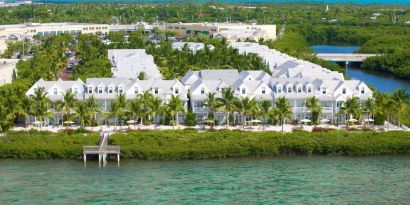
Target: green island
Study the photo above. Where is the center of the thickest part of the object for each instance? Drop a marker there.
(191, 144)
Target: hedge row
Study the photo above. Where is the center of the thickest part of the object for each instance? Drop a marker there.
(184, 144)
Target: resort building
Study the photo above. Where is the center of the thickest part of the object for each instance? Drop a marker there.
(230, 31)
(45, 29)
(129, 63)
(194, 47)
(7, 70)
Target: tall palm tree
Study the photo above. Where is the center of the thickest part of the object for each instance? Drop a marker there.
(82, 113)
(212, 103)
(265, 108)
(146, 98)
(25, 107)
(245, 107)
(175, 106)
(135, 109)
(351, 107)
(41, 104)
(401, 98)
(227, 101)
(121, 102)
(93, 107)
(369, 108)
(156, 107)
(66, 106)
(313, 104)
(283, 109)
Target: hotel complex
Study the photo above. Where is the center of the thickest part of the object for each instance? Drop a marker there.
(291, 78)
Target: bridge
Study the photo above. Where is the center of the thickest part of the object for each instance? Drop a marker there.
(345, 57)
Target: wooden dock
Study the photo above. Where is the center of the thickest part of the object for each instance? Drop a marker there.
(102, 150)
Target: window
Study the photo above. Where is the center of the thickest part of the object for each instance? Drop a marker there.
(289, 89)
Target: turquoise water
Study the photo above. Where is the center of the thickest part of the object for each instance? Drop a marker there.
(235, 1)
(381, 81)
(283, 180)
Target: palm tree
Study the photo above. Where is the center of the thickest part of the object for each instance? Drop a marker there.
(265, 108)
(93, 107)
(369, 108)
(227, 101)
(66, 106)
(401, 99)
(351, 107)
(283, 109)
(212, 103)
(26, 108)
(135, 109)
(156, 108)
(245, 107)
(175, 106)
(41, 104)
(146, 98)
(82, 113)
(313, 104)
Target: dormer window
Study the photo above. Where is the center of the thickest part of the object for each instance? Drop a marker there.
(323, 90)
(100, 89)
(362, 90)
(309, 89)
(289, 89)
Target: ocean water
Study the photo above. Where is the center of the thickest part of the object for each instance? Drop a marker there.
(380, 81)
(281, 180)
(233, 1)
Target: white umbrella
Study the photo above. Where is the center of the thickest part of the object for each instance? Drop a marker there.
(324, 120)
(352, 120)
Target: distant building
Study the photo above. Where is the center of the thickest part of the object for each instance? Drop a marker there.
(129, 63)
(45, 29)
(7, 70)
(230, 31)
(191, 46)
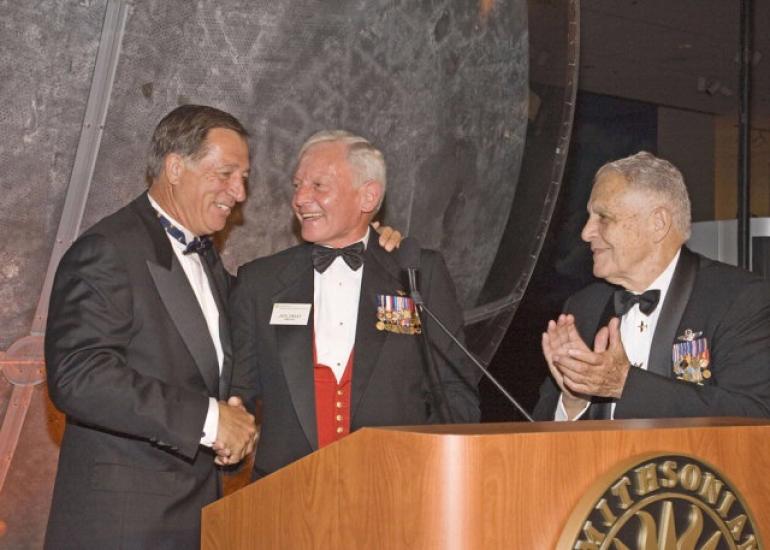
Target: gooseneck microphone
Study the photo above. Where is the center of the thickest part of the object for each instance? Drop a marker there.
(409, 260)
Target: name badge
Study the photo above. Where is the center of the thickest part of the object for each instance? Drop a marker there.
(290, 314)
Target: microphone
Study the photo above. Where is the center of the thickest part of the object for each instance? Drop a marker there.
(409, 260)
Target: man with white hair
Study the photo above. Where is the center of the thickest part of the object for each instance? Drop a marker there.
(673, 333)
(324, 333)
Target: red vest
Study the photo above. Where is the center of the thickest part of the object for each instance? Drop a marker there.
(332, 401)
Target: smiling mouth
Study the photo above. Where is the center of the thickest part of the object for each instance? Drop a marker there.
(309, 216)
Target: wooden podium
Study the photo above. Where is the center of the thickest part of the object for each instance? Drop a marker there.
(483, 486)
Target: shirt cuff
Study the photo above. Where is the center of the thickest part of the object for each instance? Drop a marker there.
(211, 425)
(561, 413)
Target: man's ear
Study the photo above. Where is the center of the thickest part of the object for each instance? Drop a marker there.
(173, 166)
(370, 193)
(661, 221)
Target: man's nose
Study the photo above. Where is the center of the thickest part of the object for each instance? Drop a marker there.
(237, 187)
(589, 230)
(301, 195)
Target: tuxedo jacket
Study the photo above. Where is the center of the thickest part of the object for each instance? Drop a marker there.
(274, 363)
(131, 363)
(727, 306)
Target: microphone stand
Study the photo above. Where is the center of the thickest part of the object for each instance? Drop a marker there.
(420, 304)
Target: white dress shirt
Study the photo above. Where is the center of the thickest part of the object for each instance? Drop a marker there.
(196, 275)
(636, 332)
(336, 293)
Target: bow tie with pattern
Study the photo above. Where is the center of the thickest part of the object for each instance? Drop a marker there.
(198, 244)
(625, 300)
(324, 256)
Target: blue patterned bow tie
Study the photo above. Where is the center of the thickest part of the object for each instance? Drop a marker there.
(198, 244)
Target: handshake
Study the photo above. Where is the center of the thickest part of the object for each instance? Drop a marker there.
(236, 434)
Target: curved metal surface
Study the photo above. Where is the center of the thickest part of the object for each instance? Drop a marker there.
(554, 31)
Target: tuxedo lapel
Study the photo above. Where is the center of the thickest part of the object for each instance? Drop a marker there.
(673, 308)
(178, 297)
(380, 277)
(295, 342)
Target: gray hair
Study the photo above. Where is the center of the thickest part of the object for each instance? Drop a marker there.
(644, 171)
(367, 161)
(184, 131)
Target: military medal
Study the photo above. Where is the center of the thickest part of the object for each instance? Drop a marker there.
(397, 314)
(691, 357)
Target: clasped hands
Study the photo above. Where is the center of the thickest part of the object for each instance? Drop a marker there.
(580, 371)
(237, 433)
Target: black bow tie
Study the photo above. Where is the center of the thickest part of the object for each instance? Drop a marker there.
(625, 300)
(199, 245)
(324, 256)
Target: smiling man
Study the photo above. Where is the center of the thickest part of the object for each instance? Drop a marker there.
(138, 351)
(671, 333)
(324, 334)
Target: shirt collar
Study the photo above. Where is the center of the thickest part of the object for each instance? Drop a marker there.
(664, 279)
(364, 239)
(188, 235)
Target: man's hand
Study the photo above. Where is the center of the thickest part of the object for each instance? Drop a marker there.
(390, 238)
(556, 340)
(237, 432)
(601, 371)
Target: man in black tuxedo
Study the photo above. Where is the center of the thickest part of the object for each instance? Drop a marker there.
(138, 351)
(323, 333)
(674, 334)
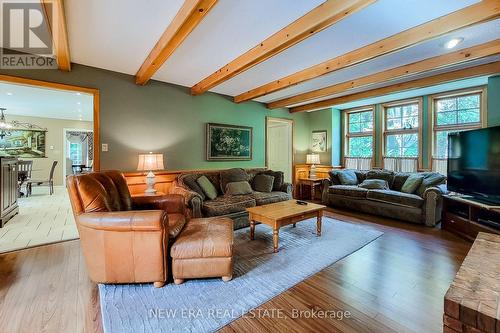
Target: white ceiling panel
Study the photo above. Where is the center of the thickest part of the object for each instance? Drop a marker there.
(116, 34)
(229, 30)
(31, 101)
(380, 20)
(474, 35)
(408, 78)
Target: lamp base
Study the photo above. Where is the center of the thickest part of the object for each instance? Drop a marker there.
(312, 172)
(150, 182)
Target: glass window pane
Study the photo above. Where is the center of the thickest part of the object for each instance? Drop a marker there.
(468, 102)
(355, 128)
(469, 116)
(361, 146)
(354, 117)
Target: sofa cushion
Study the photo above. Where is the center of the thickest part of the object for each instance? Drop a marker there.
(412, 183)
(175, 224)
(238, 188)
(430, 179)
(348, 191)
(263, 183)
(347, 177)
(262, 198)
(190, 182)
(207, 187)
(374, 184)
(394, 197)
(381, 174)
(228, 204)
(279, 178)
(230, 176)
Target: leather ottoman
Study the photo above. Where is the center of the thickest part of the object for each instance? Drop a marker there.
(203, 249)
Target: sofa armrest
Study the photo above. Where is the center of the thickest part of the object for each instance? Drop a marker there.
(287, 188)
(144, 220)
(171, 203)
(433, 205)
(191, 199)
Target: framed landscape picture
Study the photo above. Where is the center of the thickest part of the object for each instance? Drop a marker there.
(24, 143)
(228, 142)
(319, 142)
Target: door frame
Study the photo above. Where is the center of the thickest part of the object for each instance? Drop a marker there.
(283, 120)
(60, 86)
(65, 130)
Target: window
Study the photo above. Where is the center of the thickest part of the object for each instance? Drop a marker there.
(75, 153)
(454, 113)
(359, 133)
(401, 134)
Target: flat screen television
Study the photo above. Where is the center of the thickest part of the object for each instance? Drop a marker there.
(474, 164)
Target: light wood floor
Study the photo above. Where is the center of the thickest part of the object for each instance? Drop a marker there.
(394, 284)
(42, 219)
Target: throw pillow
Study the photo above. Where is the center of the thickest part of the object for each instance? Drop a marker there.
(190, 182)
(374, 184)
(207, 187)
(263, 183)
(347, 177)
(412, 183)
(279, 178)
(238, 188)
(231, 176)
(431, 179)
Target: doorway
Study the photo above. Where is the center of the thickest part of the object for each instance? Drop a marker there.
(279, 146)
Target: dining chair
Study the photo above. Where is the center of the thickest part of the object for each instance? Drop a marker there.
(43, 182)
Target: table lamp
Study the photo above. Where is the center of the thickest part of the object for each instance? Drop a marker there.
(150, 162)
(312, 159)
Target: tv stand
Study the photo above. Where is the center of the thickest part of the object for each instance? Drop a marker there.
(466, 217)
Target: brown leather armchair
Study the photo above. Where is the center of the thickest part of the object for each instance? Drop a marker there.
(124, 239)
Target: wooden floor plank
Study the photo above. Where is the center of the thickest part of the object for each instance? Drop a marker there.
(394, 284)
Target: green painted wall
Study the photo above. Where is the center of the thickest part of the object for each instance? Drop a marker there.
(165, 118)
(494, 101)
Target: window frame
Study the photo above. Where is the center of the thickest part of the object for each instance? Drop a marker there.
(348, 135)
(419, 130)
(435, 128)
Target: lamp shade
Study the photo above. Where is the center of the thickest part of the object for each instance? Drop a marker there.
(150, 162)
(312, 159)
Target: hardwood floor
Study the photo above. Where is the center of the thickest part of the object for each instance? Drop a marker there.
(394, 284)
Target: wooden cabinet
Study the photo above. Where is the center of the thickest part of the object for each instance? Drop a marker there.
(467, 218)
(8, 189)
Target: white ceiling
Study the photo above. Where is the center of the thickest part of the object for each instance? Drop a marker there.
(118, 35)
(31, 101)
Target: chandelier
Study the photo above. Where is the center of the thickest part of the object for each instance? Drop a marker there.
(6, 128)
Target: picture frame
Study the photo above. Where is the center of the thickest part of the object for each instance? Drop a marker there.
(319, 142)
(228, 142)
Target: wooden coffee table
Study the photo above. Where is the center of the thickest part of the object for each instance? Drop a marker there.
(279, 214)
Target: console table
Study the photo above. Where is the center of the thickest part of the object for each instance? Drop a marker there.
(471, 304)
(467, 218)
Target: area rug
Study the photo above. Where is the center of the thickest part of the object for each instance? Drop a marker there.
(259, 275)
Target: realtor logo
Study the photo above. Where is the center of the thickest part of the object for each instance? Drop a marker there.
(26, 37)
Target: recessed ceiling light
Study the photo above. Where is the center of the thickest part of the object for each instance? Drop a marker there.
(453, 42)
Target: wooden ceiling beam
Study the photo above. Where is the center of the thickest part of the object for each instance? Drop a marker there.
(188, 17)
(475, 71)
(56, 18)
(449, 59)
(480, 12)
(318, 19)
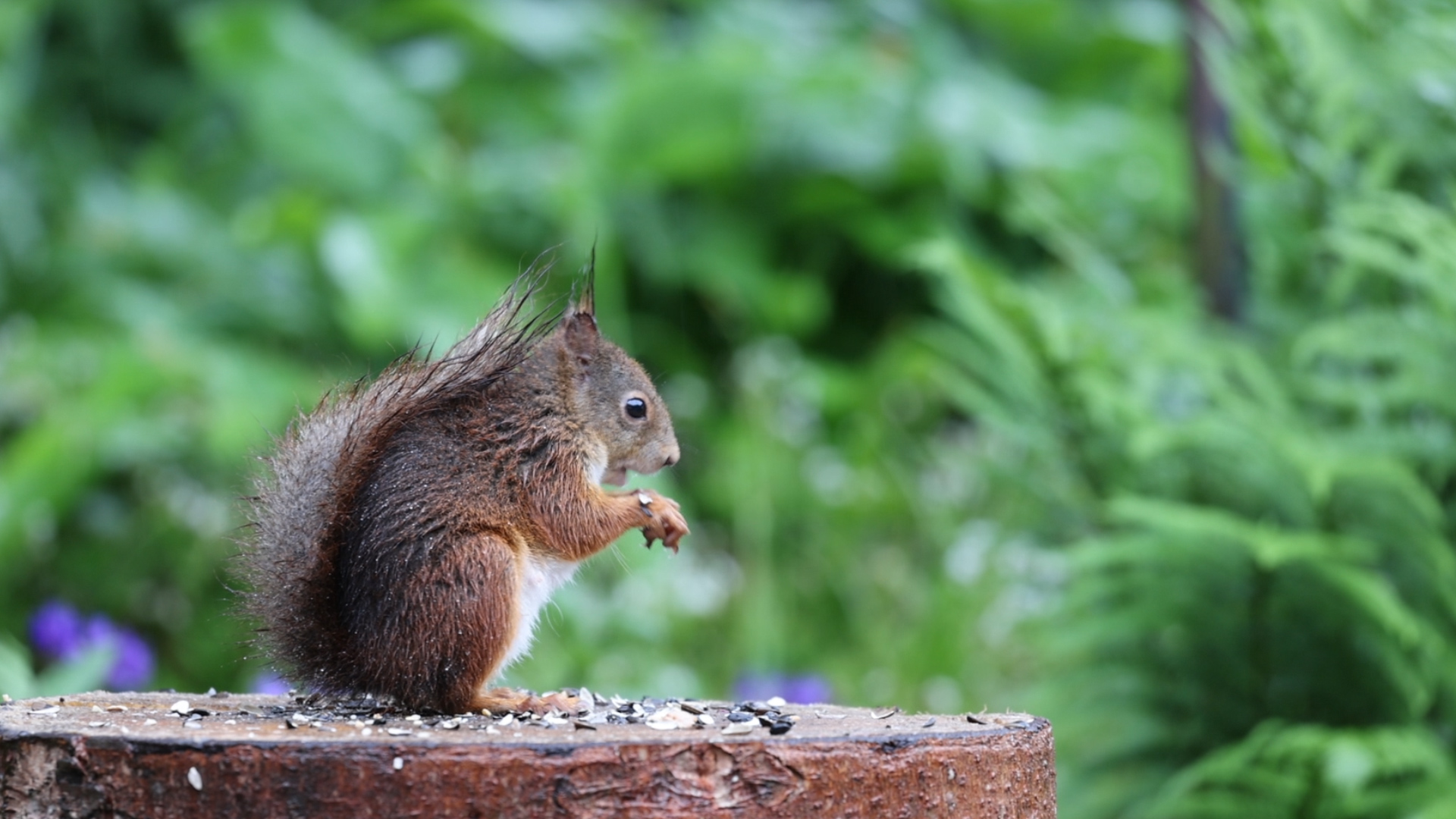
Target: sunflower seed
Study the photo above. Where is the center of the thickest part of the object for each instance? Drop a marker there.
(672, 719)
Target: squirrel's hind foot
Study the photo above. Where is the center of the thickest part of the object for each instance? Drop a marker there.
(513, 701)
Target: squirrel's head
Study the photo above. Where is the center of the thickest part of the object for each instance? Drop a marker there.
(615, 398)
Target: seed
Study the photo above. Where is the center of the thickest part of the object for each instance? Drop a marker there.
(670, 719)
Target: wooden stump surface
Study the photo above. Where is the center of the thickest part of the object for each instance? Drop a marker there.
(254, 755)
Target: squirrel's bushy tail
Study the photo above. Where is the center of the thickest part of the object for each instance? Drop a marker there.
(306, 497)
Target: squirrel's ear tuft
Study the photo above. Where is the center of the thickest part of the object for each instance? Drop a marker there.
(585, 300)
(582, 335)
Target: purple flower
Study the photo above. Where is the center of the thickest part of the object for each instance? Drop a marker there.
(134, 664)
(799, 689)
(60, 632)
(57, 632)
(268, 682)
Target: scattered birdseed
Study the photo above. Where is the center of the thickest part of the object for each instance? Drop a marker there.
(670, 719)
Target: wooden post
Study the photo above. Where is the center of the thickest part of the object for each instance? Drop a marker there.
(251, 755)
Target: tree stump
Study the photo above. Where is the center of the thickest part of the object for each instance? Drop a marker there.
(253, 755)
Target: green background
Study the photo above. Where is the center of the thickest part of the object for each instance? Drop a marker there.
(915, 281)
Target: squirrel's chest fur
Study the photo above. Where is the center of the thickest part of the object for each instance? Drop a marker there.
(539, 576)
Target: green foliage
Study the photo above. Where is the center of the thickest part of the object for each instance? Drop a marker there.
(957, 428)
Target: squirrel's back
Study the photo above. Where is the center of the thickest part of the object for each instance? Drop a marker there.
(306, 507)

## [The task]
Extract, exactly as they appear, the lines from the one containing "Target: green background" through the final line.

## [Right answer]
Target: green background
Study the photo above. Where is the center of the thickest part of the object for each instance? Drop a marker there.
(915, 281)
Target: squirrel's chest fur
Study the photo above. Where is the center of the thickest part of the object for each instance? Drop a marker there.
(539, 576)
Target: green foliage
Study the photo above. Where is the center of the thickest part of the object for each instance? Drop a marker there.
(957, 428)
Target: squirrel's back
Study the photo above. Where is the center of the thickest part of the object for each instance? Drop a marker there.
(306, 507)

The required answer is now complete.